[PASSAGE TO READ — start]

= Lynching of George Armwood =

African American who was lynched in the U.S.

George Armwood was an African American who was lynched in Princess Anne, Maryland, on October 18, 1933. His murder was the last recorded lynching in Maryland.

==Details of the crime==
On October 16, 1933, a 71-year-old woman named Mary Denston was assaulted while walking home from the post office in Princess Anne by a young black man. Denston identified her assailant as 23-year-old George Armwood, a laborer who lived near Pocomoke City, in the southern portion of Worcester County. Police found Armwood at the home of his employer, John Richardson. Armwood's mother who lived nearby was quoted as stating that the police beat her son in a field across from her home so profusely, that she felt he might be dead already from the beating. Expecting additional violence against Armwood, this time by angry white residents, the police took Armwood to the jail in Salisbury. After an angry crowd gathered at the Salisbury jail, Armwood was relocated to the jail in Cecil County and then again to Baltimore County.
Judge Robert F. Duer and State's Attorney John Robins assured Governor Albert Ritchie that if George Armwood were to return to the Eastern Shore of Maryland, his safety would be guaranteed. In the early morning of October 17, Armwood was returned to Princess Anne.

Maryland State Police Captain Edward McKim Johnson was fearful that mob violence would erupt and requested that Armwood be again removed from Princess Anne. Robins declined that request. Governor Ritchie consulted with Maryland Attorney General William Preston Lane, Jr. to determine if the state could overrule Robins and remove Armwood. Lane determined that for Ritchie to do so would require the declaration of martial law.

Sheriff's Deputy Norman Dryden was concerned about the potential for violence on the afternoon of October 17, and he approached Edward Young, commander of the Princess Anne chapter of the American Legion, asking that legionnaires be made available to help preserve order.

Later that day, an angry crowd of 1000 gathered outside the jail on Williams Street. Judge Duer spoke to the crowd and asked them not to harm Armwood, saying he held the members of the crowd "to their honor." Dryden, Johnson, and 23 other officers were watching the jailhouse that evening. The police fired tear gas in an attempt to disperse the crowd. When the police ran out of tear gas, the crowd broke open the jailhouse doors, using two fifteen-foot timbers as battering rams. The crowd knocked Capt. Johnson, unconscious, took the keys to the cells from Deputy Dryden and headed to the second-floor cells where George Armwood and other black prisoners were held.

[PASSAGE TO READ — finish]

QUESTIONS:
[A] In the account of the lynching of George Armwood, what did the crowd use to break open the jailhouse doors?
[B] Pick up the account of the lynching of George Armwood after its final sentence and carry it forward.

[INFORMATION SHOWN — start]

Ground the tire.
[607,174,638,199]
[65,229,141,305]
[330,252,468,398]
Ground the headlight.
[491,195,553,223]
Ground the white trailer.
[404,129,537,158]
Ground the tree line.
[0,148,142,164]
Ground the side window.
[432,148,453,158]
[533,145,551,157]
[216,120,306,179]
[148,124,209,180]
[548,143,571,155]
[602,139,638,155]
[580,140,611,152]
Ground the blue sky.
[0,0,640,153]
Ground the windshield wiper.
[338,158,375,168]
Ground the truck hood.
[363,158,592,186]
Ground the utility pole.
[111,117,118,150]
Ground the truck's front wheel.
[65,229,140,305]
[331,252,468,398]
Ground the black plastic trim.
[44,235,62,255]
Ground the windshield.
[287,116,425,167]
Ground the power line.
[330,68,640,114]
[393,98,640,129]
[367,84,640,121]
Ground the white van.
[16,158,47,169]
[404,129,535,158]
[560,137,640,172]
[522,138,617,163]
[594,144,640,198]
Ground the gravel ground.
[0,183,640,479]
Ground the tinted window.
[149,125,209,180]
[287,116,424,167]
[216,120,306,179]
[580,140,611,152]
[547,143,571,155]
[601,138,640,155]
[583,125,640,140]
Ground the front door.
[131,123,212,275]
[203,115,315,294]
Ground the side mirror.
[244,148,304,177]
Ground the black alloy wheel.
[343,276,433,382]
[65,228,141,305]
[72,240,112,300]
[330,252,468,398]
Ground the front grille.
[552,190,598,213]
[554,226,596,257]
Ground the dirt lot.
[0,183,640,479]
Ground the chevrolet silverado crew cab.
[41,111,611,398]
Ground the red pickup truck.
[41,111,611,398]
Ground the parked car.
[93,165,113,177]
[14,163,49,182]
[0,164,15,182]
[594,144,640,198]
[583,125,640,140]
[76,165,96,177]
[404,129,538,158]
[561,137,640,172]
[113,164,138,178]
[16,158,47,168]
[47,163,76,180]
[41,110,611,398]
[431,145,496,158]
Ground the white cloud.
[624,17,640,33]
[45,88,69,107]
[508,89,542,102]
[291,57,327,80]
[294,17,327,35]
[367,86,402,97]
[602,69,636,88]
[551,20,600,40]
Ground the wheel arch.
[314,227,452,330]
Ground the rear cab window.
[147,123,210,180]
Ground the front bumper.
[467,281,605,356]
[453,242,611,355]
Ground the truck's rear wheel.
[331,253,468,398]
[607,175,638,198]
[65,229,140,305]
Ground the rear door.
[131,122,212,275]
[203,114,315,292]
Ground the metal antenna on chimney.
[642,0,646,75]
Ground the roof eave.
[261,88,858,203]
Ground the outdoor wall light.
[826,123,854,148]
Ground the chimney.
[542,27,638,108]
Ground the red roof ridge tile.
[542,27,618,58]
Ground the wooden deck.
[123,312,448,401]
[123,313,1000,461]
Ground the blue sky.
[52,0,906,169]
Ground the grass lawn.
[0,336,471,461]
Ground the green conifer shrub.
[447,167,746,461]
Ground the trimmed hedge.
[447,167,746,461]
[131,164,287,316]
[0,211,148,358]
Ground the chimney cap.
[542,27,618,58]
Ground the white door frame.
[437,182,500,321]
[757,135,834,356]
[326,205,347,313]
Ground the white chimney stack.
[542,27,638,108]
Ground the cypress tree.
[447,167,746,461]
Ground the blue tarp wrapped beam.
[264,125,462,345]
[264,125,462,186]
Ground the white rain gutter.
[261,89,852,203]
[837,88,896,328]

[INFORMATION SHOWN — finish]

ANSWERS TO THE EXERCISES:
[A] Two fifteen-foot timbers, used as battering rams.

[B]
The mob found Armwood hiding under his mattress and tied a noose around his neck. Armwood was dragged down the steps out of the jail, beaten, stabbed, and kicked as the crowd tied him to the back of a truck and took him to a nearby property where he was hanged. After Armwood was dead, the mob dragged the body back to the courthouse on the corner of Prince and Williams Street, where the body was hanged from a telephone pole and burned. After the body was extinguished, it was moved and left in Hayman's Lumber yard until authorities gathered it the following morning.

==Aftermath==
Two years later, a grand jury heard testimony from 42 witnesses to the lynching, including twelve black men who were held in jail. Although state police officers personally identified nine men as acting leaders of the mob, a local grand jury declined to indict anyone for Armwood's murder.

Lane then ordered the National Guard to Salisbury and to arrest suspected lynchers. Twelve men were named as being members of the mob that lynched Armwood, and rioting followed, clashing with the National Guard. Four men were tried in Somerset County, but the jury ordered them released and dismissed the case.

==Legacy==
Esther Popel wrote a widely recognized poem, Flag Salute, in response to the lynching of Armwood. It juxtaposes this murder with quotations from the Pledge of Allegiance.